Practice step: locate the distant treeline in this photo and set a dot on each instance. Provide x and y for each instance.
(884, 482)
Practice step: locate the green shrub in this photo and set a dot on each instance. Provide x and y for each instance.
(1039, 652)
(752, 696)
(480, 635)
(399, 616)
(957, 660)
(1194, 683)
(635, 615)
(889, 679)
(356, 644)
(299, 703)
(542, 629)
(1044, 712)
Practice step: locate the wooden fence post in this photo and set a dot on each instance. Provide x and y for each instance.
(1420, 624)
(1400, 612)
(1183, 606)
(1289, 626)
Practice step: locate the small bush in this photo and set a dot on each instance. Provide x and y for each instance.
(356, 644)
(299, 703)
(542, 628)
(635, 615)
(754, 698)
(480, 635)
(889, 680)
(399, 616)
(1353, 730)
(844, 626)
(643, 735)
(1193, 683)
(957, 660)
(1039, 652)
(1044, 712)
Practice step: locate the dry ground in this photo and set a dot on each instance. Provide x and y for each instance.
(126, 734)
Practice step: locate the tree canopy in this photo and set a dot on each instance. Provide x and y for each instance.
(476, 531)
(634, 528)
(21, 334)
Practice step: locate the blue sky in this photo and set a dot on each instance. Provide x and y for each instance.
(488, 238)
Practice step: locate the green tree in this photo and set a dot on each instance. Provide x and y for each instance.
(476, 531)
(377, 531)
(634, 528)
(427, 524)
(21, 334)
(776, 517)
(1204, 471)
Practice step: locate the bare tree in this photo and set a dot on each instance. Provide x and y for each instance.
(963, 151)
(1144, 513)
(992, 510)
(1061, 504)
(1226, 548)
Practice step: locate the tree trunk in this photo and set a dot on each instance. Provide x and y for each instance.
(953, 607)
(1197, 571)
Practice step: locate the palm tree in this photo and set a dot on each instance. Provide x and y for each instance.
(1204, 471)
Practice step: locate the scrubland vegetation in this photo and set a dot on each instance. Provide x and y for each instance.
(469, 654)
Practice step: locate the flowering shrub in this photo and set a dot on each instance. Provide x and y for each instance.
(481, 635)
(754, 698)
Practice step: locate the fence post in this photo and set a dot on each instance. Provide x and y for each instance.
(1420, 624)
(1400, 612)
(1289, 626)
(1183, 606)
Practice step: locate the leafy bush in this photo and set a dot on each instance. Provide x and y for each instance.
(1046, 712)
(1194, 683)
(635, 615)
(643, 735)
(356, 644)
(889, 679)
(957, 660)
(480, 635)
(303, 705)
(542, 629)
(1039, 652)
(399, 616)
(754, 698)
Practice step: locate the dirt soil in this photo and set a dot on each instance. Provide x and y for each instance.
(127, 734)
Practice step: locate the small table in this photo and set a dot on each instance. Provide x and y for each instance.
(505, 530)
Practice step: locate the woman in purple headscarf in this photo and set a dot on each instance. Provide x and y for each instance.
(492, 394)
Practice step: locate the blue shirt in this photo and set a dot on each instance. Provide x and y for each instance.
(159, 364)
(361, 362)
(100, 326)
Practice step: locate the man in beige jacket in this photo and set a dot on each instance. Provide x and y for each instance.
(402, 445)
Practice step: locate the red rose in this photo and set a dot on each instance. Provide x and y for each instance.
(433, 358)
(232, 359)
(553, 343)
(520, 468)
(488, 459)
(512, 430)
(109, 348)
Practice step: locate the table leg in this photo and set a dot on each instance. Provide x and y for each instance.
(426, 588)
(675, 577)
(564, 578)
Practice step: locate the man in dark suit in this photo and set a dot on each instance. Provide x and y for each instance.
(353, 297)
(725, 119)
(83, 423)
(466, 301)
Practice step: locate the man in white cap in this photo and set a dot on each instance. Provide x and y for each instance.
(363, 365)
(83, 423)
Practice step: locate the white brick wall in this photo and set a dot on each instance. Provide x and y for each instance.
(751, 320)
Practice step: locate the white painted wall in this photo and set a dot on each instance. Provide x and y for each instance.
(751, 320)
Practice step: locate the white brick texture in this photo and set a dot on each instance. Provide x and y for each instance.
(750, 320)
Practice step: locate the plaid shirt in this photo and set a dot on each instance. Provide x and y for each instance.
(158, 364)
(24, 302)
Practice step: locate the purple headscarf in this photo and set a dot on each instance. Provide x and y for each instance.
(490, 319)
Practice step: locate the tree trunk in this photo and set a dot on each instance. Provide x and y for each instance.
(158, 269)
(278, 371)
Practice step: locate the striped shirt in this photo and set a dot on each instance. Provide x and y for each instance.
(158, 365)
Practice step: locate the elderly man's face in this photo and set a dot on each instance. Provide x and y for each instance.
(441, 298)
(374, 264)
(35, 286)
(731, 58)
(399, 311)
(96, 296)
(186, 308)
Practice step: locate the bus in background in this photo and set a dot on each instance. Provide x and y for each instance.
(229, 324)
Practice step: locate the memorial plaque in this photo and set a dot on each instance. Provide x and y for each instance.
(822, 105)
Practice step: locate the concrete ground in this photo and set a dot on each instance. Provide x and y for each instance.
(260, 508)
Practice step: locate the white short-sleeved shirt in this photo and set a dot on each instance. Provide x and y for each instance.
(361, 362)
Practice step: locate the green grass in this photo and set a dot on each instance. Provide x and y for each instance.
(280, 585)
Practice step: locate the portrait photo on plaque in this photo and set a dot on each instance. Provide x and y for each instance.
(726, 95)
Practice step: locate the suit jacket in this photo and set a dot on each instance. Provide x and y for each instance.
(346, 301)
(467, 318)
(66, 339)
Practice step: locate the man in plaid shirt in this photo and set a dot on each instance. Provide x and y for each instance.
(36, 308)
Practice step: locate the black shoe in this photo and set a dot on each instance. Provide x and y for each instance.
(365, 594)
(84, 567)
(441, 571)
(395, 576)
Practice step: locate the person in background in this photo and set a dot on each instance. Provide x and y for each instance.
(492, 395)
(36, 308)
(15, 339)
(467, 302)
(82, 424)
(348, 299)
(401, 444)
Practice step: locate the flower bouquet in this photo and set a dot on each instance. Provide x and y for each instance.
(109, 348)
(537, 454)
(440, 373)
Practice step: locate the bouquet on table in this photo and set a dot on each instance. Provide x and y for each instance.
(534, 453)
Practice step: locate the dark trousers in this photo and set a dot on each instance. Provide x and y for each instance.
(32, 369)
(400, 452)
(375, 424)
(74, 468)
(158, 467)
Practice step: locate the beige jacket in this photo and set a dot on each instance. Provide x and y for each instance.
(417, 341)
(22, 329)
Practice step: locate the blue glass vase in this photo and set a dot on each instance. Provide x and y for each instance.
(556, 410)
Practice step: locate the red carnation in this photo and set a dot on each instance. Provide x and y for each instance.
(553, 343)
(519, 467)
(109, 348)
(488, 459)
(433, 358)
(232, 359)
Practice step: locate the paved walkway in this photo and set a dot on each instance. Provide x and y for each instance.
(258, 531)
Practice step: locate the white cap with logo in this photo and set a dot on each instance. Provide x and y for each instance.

════════════════

▶ [WRITTEN EXERCISE] Write out all of the lines above again, switching "set a dot" to "place a marker" wherever it occurs and leaving everything else the same.

▶ [EXERCISE SOLUTION]
Practice step: locate the distant treeline in this photo and place a marker on each instance. Provide x and y for each instance.
(884, 482)
Practice step: locate the green shrub in this photo and place a marker on each instance. Provide x and y for each instance.
(1039, 652)
(752, 696)
(480, 635)
(399, 616)
(957, 660)
(1194, 683)
(635, 615)
(889, 679)
(356, 644)
(299, 703)
(542, 629)
(1044, 712)
Practice step: locate the wooden fence post in this photo and place a marker on each instance. Provide x and y for each instance.
(1420, 624)
(1400, 612)
(1183, 606)
(1289, 626)
Practice step: locate the small bush in this photo and place a marker on each instance. Provide x and y for each instance.
(356, 644)
(299, 703)
(542, 628)
(635, 615)
(754, 698)
(480, 635)
(889, 680)
(399, 616)
(1353, 730)
(844, 626)
(643, 735)
(1193, 683)
(957, 660)
(1039, 652)
(1044, 712)
Practice step: locate the dry ground in this photo and place a marker on each instance. Provide x and y for each instance.
(126, 734)
Practice step: locate the tree canopy in this photo and place a marker on each instance. Provide x and y for each instance.
(476, 531)
(634, 528)
(21, 334)
Practice step: locate the blue sky in this photo and place a marker on each instance. Provide x and y for each instance.
(488, 238)
Practice step: locate the green tree in this photo and place a marker on each instance. Provide x and y for each instance.
(476, 531)
(377, 531)
(634, 528)
(427, 524)
(21, 334)
(776, 517)
(1204, 471)
Practice step: locate the bare tree in this photo and place a marker on each instance. Provide x and y for each instance.
(963, 151)
(1144, 513)
(992, 510)
(1061, 504)
(1226, 548)
Practice step: locate the tree trunk in this photo and place a marker on each instance. Provide x and y for each instance.
(953, 607)
(1197, 571)
Practice step: locate the palm tree in this photo and place a marker on each instance. Provide x and y for each instance.
(1204, 471)
Practice step: locate the scrubland vegetation in this photo and place a marker on each instance. Provide x and y for each instance.
(469, 654)
Practice step: locate the flowering shrub in this photo and place a marker on each instance. Provide x and y for each instance.
(481, 635)
(754, 698)
Practice step: locate the fence post in this photo and place a marker on each instance. Provide x and y for each instance.
(1420, 624)
(1400, 612)
(1289, 626)
(1183, 606)
Practice step: locate the leafy bush in this photo and place a marker on each instance. Provide x and y for each instance.
(1046, 712)
(1194, 683)
(635, 615)
(643, 735)
(356, 644)
(889, 679)
(957, 660)
(480, 635)
(303, 705)
(542, 629)
(1039, 652)
(399, 616)
(754, 698)
Practice step: locate the dirt soil in this photo and place a marker on each instance. Provide x and y for each instance.
(127, 734)
Practice step: locate the small table in this photo and place a marker on each instance. Provide x and y for each instance.
(505, 530)
Practice step: locate the woman in purple headscarf in this photo and place a marker on each instance. Provide x and y for each instance.
(492, 394)
Practice step: locate the blue shirt in this photo and place a marker on each instance. Provide x and y for each instance.
(159, 364)
(361, 362)
(100, 326)
Practice step: locate the man in beige jacket in this photo and place a marker on each instance. Provide x and y for each instance.
(402, 445)
Practice step: locate the red rose in this photo and place a marker on each instance. Provide x and y for each instance.
(433, 358)
(232, 359)
(553, 343)
(520, 468)
(488, 459)
(512, 430)
(109, 348)
Practice step: locate the table leg in this photo and place a marker on each instance. Provide x and y for each instance.
(426, 588)
(675, 577)
(564, 578)
Practice step: locate the man in dark suit in this photo and place a marker on each instance. Provide x and y for each instance.
(353, 297)
(725, 119)
(83, 423)
(466, 301)
Practice step: locate the man in white cap in this photo and place a marker on each instance. Provide x and y for each instance.
(363, 365)
(83, 423)
Practice step: locate the white brick wall in this photo and place a marker on each instance. Provide x and y for each instance.
(751, 320)
Practice step: locate the white painted wall in this photo and place a marker on each instance. Provide x and y for each instance.
(751, 320)
Practice step: locate the white brick texture in this photo and place a marker on each instance. Provide x and y for each instance.
(750, 320)
Practice step: locate the plaid shirt in this photo and place a marker on each instance. Provide x and y for each instance.
(158, 364)
(24, 302)
Practice step: locate the purple headscarf in this photo and place a marker on each instance. Provide x and y for each instance.
(490, 319)
Practice step: locate the tree trunk in this photo and place a marker on each instance. Provide x and y for each instance.
(158, 269)
(278, 371)
Practice step: locate the striped shirt in this photo and place a marker on each instance. Provide x and y for each instance.
(158, 365)
Practice step: locate the elderly man's face in this photo and place a marker on each instance. Provide x and y for each instance.
(441, 298)
(374, 264)
(35, 286)
(731, 58)
(399, 311)
(96, 296)
(186, 308)
Practice step: locate the bus in background in this photo and place a marker on each instance. Provide x and y for each instance.
(229, 324)
Practice step: locate the memorial plaque in this photo and place a marker on each instance. Provide x and y for each instance.
(822, 105)
Practice step: locate the concrete ground in this photo and place a marker on each instance. Provide x and y for each instance.
(260, 508)
Practice step: locate the white short-sleeved shirt in this photo and place a marker on each instance. Provide x and y for each instance.
(361, 362)
Practice step: locate the green grass in this photo and place a marker on each instance. Provide x and y for each instance.
(280, 585)
Practice step: locate the portrait photo on plaque in this photo and place a marker on each instance. Provide x and y for each instance.
(726, 95)
Practice step: locate the suit jacket in this photo and place a marker on each instance. Provide x and y for each instance.
(346, 301)
(467, 318)
(66, 339)
Practice step: locate the man in plaid shirt in this photo and place a marker on each instance. Provide x and y for each instance.
(36, 308)
Practice step: locate the black shoe in this photo and place a marker on each instance. Provide x and y for each instance.
(365, 594)
(84, 567)
(441, 571)
(395, 576)
Practice step: locate the person in background in this photo and place a marker on each instance. Provide x and y for each instance.
(492, 395)
(36, 308)
(15, 339)
(467, 302)
(82, 424)
(348, 299)
(401, 444)
Practice step: locate the flower bouquet in this photo and place a marker on each instance. Provide x and y for each instance.
(109, 348)
(537, 454)
(440, 373)
Practice step: locate the bouquet on table in this photo and place a marker on each instance. Provide x and y for each instance.
(534, 453)
Practice step: locate the dark trousers in this photo and place a marker on each instance. Provide x and y for each instance.
(32, 369)
(400, 452)
(375, 424)
(74, 468)
(158, 467)
Practice step: locate the beige jacket in this photo and place a marker on each instance. Provide x and y for each instance.
(417, 341)
(22, 329)
Practice step: locate the blue glass vase in this photo and place a marker on each instance. Provide x and y for each instance.
(556, 410)
Practice step: locate the red carnation in this photo and place a marker on each instance. Provide x and y for each instance.
(553, 343)
(519, 467)
(109, 348)
(488, 459)
(433, 358)
(232, 359)
Practice step: locate the paved walkway in this photo and place a marker on each instance. Provide x and y for each instance.
(258, 531)
Practice step: locate the white cap with logo in this photo and place a marker on each instance. Provide x and y for each instance.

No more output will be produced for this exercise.